▶ _What to produce_
Find the lines holding the string "distant" in the data, then copy all of them.

Records drawn from a dataset:
========
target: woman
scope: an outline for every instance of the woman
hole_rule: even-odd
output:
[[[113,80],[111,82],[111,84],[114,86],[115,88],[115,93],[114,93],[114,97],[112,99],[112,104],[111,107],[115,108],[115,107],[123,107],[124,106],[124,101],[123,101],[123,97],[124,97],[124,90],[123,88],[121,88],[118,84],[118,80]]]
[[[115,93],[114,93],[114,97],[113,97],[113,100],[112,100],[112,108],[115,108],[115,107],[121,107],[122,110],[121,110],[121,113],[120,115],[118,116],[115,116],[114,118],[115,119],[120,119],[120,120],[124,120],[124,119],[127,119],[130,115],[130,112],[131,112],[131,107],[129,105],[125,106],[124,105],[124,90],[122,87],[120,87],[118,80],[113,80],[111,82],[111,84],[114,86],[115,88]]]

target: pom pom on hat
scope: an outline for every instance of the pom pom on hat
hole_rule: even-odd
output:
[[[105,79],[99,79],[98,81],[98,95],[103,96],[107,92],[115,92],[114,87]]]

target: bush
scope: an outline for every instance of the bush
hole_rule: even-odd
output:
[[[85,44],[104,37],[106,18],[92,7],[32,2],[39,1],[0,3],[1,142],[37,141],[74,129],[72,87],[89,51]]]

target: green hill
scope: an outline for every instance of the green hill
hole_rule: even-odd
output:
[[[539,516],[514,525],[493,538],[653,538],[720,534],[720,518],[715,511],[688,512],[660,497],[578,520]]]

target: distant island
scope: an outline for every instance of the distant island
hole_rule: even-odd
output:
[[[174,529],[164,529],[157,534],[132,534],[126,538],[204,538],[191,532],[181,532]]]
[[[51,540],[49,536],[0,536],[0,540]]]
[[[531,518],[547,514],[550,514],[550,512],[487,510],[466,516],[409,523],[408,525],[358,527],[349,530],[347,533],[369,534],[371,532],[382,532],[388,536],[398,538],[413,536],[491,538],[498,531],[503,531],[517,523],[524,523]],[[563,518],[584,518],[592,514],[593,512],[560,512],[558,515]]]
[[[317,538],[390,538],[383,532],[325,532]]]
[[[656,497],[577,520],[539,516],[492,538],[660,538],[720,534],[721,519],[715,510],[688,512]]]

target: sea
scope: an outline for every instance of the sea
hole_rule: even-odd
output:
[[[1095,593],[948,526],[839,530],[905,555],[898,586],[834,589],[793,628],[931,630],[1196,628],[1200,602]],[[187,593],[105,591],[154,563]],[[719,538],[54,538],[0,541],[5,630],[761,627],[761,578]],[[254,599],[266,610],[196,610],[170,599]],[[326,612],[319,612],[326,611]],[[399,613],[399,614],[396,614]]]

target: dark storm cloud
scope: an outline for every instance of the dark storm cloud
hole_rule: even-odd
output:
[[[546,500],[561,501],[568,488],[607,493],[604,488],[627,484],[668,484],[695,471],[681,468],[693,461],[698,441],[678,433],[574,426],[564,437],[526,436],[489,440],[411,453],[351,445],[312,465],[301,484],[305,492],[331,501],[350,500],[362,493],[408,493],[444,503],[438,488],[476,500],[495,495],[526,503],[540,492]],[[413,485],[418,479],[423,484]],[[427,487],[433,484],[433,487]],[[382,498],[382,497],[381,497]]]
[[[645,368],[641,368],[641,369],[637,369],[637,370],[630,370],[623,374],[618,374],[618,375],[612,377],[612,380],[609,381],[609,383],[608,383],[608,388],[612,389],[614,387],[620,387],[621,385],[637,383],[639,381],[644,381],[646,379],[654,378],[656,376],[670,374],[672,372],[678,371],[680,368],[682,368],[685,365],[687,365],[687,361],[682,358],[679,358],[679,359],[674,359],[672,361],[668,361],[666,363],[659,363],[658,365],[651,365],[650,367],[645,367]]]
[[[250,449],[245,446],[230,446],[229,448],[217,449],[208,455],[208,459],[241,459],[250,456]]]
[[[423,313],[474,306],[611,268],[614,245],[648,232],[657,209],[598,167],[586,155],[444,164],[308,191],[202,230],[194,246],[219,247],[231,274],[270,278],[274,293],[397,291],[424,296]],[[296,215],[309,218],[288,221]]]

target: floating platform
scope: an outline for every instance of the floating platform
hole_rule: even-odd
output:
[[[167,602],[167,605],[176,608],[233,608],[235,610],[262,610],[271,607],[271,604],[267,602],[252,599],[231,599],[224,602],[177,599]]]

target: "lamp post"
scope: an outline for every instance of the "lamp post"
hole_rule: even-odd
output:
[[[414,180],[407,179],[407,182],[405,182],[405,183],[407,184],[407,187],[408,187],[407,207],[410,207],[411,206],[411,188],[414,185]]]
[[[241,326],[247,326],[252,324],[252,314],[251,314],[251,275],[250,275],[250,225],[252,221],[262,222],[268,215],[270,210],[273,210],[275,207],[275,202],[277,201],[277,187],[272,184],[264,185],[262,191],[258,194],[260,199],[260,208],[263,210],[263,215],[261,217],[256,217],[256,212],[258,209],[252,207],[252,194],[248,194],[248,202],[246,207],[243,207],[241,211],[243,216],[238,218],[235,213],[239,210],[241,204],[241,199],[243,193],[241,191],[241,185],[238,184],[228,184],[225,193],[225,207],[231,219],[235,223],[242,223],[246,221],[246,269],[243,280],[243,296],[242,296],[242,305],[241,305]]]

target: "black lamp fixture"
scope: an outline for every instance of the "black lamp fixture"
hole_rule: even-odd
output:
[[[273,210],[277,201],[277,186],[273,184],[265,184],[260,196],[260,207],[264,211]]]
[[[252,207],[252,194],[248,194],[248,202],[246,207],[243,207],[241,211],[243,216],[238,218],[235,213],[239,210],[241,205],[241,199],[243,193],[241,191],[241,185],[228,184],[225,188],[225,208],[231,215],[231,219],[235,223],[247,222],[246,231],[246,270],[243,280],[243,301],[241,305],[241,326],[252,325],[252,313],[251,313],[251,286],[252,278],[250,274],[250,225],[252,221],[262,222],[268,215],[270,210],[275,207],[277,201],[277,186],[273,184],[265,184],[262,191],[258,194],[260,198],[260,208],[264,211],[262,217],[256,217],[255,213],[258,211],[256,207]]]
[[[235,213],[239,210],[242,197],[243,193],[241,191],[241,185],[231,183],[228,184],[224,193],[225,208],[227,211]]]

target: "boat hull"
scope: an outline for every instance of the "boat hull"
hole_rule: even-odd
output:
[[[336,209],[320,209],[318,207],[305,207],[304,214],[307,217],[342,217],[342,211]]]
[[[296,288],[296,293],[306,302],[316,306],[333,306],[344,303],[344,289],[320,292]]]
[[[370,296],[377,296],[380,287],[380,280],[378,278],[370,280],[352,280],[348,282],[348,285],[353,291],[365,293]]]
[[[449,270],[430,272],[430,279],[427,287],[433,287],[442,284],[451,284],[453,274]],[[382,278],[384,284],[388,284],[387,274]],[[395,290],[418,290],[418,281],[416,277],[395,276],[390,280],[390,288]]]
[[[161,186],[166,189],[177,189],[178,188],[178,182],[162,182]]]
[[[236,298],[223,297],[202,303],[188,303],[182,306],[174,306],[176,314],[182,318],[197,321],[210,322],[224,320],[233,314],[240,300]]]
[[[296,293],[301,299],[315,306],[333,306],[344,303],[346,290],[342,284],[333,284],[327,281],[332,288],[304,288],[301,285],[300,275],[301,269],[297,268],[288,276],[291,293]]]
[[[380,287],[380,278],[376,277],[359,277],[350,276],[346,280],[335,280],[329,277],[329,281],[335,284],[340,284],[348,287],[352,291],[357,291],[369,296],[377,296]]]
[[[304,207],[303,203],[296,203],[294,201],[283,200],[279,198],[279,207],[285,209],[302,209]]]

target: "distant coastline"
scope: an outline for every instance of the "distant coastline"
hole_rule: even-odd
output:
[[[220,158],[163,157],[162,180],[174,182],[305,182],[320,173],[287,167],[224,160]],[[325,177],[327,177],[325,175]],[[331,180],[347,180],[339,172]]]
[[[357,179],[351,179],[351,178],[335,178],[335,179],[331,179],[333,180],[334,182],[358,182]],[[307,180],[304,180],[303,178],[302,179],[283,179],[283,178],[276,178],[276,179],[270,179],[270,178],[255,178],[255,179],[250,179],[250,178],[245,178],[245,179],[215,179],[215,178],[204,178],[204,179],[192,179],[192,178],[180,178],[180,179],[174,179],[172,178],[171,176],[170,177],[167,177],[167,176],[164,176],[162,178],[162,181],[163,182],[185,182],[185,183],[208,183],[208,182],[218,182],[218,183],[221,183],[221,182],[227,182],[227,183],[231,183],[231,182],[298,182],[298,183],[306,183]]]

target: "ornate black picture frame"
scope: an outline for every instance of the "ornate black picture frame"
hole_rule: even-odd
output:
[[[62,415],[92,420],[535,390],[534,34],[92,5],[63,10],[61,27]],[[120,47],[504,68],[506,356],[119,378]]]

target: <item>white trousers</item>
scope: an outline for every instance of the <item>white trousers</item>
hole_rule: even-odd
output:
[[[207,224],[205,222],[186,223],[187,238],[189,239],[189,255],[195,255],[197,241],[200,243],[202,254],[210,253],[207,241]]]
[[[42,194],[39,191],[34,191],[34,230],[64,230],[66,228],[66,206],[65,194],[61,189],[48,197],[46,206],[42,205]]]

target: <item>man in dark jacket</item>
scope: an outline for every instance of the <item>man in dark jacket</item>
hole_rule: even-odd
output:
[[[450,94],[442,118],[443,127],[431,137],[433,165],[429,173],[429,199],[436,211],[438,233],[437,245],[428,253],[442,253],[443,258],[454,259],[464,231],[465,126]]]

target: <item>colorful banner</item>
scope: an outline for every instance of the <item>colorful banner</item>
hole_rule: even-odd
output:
========
▶ _Response to this task_
target: distant island
scope: an outline for every instance of the distant island
target: "distant coastline"
scope: an outline for every instance of the "distant coastline"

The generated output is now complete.